• _WHAT YOU ARE ASKED TO DO_:
Would you write out the entries below word for word, omitting the pictures?
--- DATA LISTING ---
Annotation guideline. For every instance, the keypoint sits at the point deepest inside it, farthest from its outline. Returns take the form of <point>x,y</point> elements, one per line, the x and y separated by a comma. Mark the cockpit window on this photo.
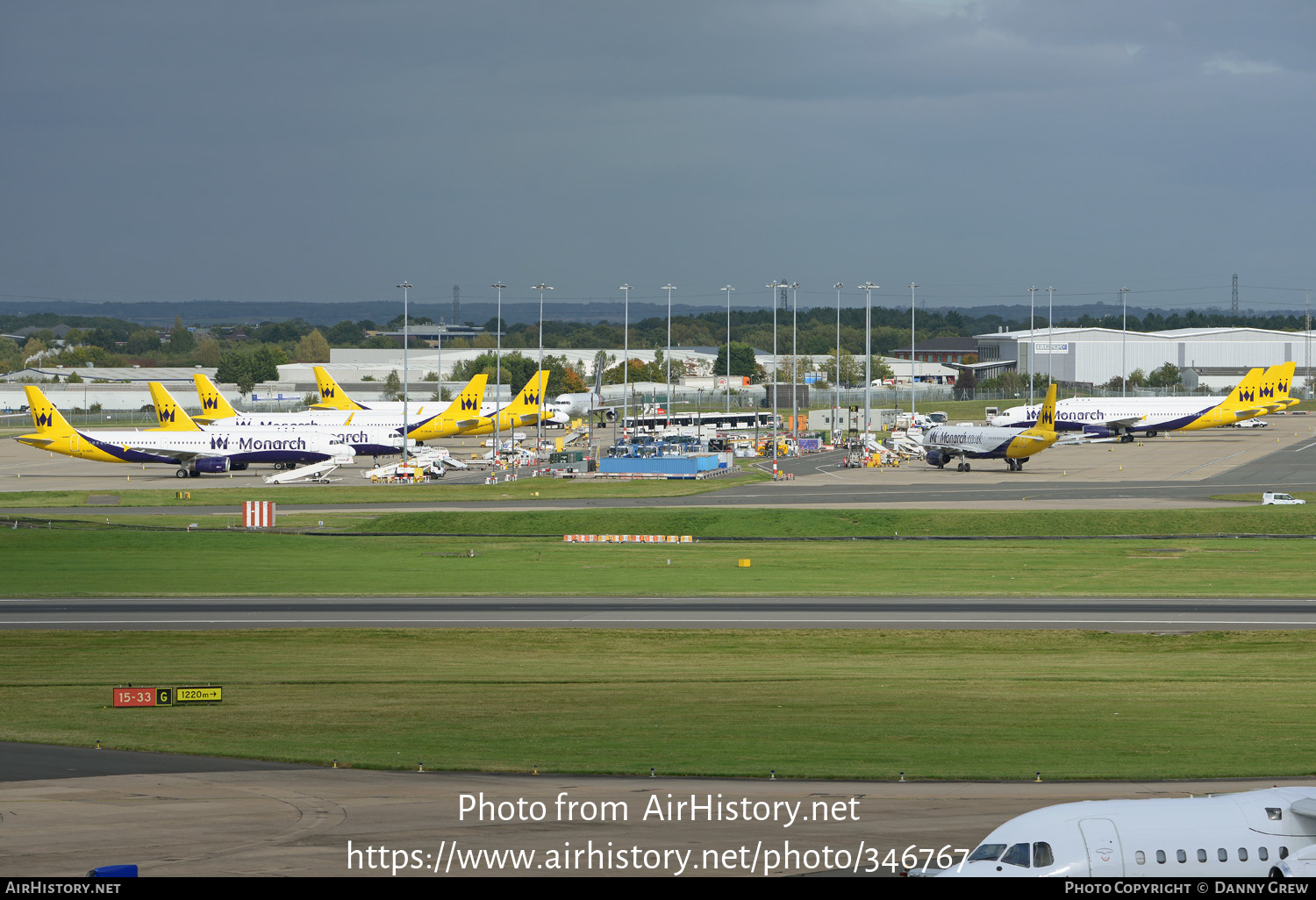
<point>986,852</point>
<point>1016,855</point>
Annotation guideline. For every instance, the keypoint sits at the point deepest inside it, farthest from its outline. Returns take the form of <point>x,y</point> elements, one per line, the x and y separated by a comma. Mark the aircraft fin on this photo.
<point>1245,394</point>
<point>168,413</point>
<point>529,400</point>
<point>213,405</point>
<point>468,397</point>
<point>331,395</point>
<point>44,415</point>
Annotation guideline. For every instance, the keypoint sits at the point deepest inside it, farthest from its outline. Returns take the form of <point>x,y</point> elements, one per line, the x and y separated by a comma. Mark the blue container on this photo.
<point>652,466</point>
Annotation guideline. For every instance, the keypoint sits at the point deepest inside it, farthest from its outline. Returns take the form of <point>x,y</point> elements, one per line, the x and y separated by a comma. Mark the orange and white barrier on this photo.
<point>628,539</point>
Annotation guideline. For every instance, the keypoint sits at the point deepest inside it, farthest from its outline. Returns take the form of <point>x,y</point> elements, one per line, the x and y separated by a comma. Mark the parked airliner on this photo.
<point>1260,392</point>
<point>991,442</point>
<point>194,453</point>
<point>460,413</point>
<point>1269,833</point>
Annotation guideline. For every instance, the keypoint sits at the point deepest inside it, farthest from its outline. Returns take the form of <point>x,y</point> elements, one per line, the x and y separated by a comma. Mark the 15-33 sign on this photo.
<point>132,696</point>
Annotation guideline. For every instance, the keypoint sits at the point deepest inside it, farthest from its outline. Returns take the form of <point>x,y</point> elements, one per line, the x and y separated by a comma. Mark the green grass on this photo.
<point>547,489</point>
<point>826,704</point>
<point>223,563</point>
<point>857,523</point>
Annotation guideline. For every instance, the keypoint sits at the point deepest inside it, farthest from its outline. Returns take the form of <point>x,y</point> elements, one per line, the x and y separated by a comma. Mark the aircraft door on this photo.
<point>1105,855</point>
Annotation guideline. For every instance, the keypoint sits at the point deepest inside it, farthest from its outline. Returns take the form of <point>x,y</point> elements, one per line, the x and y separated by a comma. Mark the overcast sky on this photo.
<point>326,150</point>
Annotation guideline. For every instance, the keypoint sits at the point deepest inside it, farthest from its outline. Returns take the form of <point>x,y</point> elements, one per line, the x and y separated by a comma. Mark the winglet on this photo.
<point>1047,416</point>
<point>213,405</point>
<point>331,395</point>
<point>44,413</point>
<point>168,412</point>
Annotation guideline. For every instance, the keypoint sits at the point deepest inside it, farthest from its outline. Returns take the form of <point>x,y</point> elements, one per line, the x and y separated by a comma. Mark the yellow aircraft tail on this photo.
---
• _FINISHED EXERCISE_:
Annotation guideline. For every instance, the keypoint sits at the point deepest inside it, farthest from its outline. Returns take the form of <point>x,y</point> elements, one per line, the x and y separated by a comma. Mark the cockpit window on this photo.
<point>986,852</point>
<point>1016,855</point>
Annotation guideline. For every instance, the keypoint sits at the point deepest inside it, farthest from its outline. Returns take the form of <point>x,y</point> elements, one per line, the x and y separated by a comma. Mark the aircraft fin on this photo.
<point>1245,394</point>
<point>168,413</point>
<point>529,400</point>
<point>213,405</point>
<point>468,397</point>
<point>331,395</point>
<point>44,415</point>
Annotation guideline. For every instance, the keypoint sits at the point deepest inside it, farthest from its outline. Returns take the form of <point>x,y</point> elements, one per line, the x and y separated by a comma. Mark the blue container on this photo.
<point>652,466</point>
Annotation guideline. For every instance, the keypoint sits at the point deepest inside it, farthest from its outline. Returns take the form of <point>x,y</point> elements, one per line, the x and y separated by a comma. Mark the orange and white barrier on this photo.
<point>628,539</point>
Annotation guideline. For every instance, the keypoint sits at the point deepest inside it, farthest from its outline. Returns take the form of <point>x,y</point> elements, one per line, the x and y separated by a comma. Mark the parked airliner on this photo.
<point>1260,392</point>
<point>991,442</point>
<point>194,453</point>
<point>460,413</point>
<point>1269,833</point>
Annotation guideline. For every instance, the keypoint sits at the point deepest inside it, farthest from its outline. Returns take the form of <point>x,y</point> elements, one per line, the x and y separated by a comma. Mark the 15-33 sign on this photo.
<point>132,696</point>
Annotation guideline. For every instance, the keypoint sits at the point deepest inside it, farthest from its outline. Returns take the form of <point>x,y</point> elements, one per line, the x and y separated by a comma. Mark the green grass on this photo.
<point>547,489</point>
<point>826,704</point>
<point>223,563</point>
<point>857,523</point>
Annotation guideline. For every instance, the keypoint sits at the point deepest inside it, farthest from its outline. Returns take the form of <point>x,y</point> elements, one per line, the x and y separated by a comma. Mark the aircraft door on this photo.
<point>1105,855</point>
Annotation guideline. For every instance, the keypoint sits at the point deepest inside it, farthest from its outline. Returns take the form of <point>x,y</point> elements, one per line, the x and y separated by a comma. Mark the overcast sky on this photo.
<point>326,150</point>
Annotation guideline. For every instance, the keypoint sits at the point deepest inside it, farthest from its outline. Returns take the form of <point>x,y</point> elements, one per line, the x and y separated by a comma. Mark the winglet on this photo.
<point>1047,416</point>
<point>213,405</point>
<point>331,395</point>
<point>44,413</point>
<point>168,412</point>
Annotation guideline. For every instance, the keypoint sits at the point deepest inside it, farthest from its outline. Returns take the form of <point>x,y</point> elements, one per line, the x and y separated by a comma. Mark the yellow aircraft tail on this photo.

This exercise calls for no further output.